> _Problem details_:
Can you restate the forum post about an ASMR song challenge, starting with "April 3, 2013" and going on through "person to person.", swapping "phenomenon" for "experience"?

> _Selected passage_:
Whispery vocals? Brushes on snares?

April 3, 2013 7:29 PM

Another future challenge idea: ASMR trigger song

Hello all-- I'm gearing up to come out of hibernation and start posting songs again.

In the meantime, I have a future song challenge idea that came to mind after listening to a This American Life episode: what about attempting to write a song that triggers the mysterious brain tingles called ASMRs? Whispers, crinkled bags, folding napkins and handling jewelry seem to work for a lot of people. Shouldn't it be possible to musicalize this phenomenon somehow?

posted by umbĂș (12 comments total) 1 user marked this as a favorite

Getting the shivers during a song is quite a common phenomenon, but like ASMR, it seems to vary from person to person.

I agree that it would be very interesting to try and nail down a chord sequence or whatnot that would guaranteed trigger it every time in every listener.

> _Data shown_:
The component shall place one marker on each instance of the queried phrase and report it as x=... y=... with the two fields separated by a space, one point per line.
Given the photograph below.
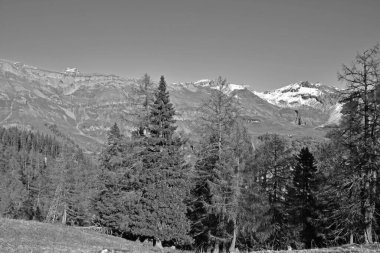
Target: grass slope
x=31 y=236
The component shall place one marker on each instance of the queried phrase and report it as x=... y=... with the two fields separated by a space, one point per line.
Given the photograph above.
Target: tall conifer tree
x=162 y=211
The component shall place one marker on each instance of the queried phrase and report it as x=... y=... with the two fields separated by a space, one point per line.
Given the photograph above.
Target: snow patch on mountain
x=295 y=95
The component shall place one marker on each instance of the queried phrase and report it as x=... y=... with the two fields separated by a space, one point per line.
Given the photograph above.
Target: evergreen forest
x=218 y=193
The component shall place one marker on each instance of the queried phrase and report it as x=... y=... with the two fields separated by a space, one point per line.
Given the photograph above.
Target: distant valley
x=82 y=107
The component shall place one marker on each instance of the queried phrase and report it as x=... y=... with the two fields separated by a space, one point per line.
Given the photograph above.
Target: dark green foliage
x=274 y=159
x=143 y=179
x=301 y=200
x=163 y=178
x=108 y=200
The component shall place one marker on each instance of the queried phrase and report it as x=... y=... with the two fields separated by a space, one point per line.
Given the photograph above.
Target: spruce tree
x=107 y=202
x=162 y=181
x=301 y=199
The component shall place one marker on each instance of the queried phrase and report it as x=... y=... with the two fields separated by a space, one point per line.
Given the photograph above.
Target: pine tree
x=162 y=181
x=359 y=130
x=273 y=160
x=108 y=201
x=216 y=194
x=301 y=200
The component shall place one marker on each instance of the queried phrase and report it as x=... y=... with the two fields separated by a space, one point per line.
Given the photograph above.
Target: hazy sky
x=262 y=43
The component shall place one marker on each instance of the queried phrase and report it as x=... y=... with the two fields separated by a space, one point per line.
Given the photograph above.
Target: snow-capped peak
x=297 y=94
x=210 y=83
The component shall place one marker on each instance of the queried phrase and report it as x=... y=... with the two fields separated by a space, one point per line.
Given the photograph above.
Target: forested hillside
x=221 y=191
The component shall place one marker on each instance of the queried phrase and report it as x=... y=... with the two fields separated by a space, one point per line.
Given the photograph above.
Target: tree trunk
x=216 y=248
x=64 y=216
x=368 y=233
x=233 y=242
x=157 y=243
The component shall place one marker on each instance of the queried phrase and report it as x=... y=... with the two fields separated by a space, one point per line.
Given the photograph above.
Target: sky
x=265 y=44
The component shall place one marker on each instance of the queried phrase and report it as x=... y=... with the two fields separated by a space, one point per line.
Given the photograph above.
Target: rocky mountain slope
x=82 y=107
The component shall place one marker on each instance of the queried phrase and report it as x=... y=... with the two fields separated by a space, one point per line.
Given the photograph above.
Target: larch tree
x=216 y=194
x=360 y=130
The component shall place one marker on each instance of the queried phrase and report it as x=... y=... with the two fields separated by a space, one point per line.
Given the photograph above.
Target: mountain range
x=82 y=107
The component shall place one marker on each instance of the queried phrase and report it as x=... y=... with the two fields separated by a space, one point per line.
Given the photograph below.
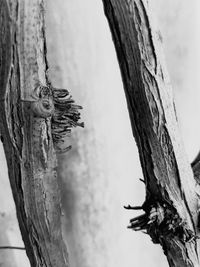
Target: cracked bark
x=26 y=136
x=172 y=191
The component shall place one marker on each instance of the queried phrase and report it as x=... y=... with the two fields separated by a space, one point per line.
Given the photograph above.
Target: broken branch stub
x=171 y=204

> _Output for this exercise_:
April 3, 2013 7:29 PM

Another future challenge idea: ASMR trigger song

Hello all-- I'm gearing up to come out of hibernation and start posting songs again.

In the meantime, I have a future song challenge idea that came to mind after listening to a This American Life episode: what about attempting to write a song that triggers the mysterious brain tingles called ASMRs? Whispers, crinkled bags, folding napkins and handling jewelry seem to work for a lot of people. Shouldn't it be possible to musicalize this experience somehow?

posted by umbĂș (12 comments total) 1 user marked this as a favorite

Getting the shivers during a song is quite a common experience, but like ASMR, it seems to vary from person to person.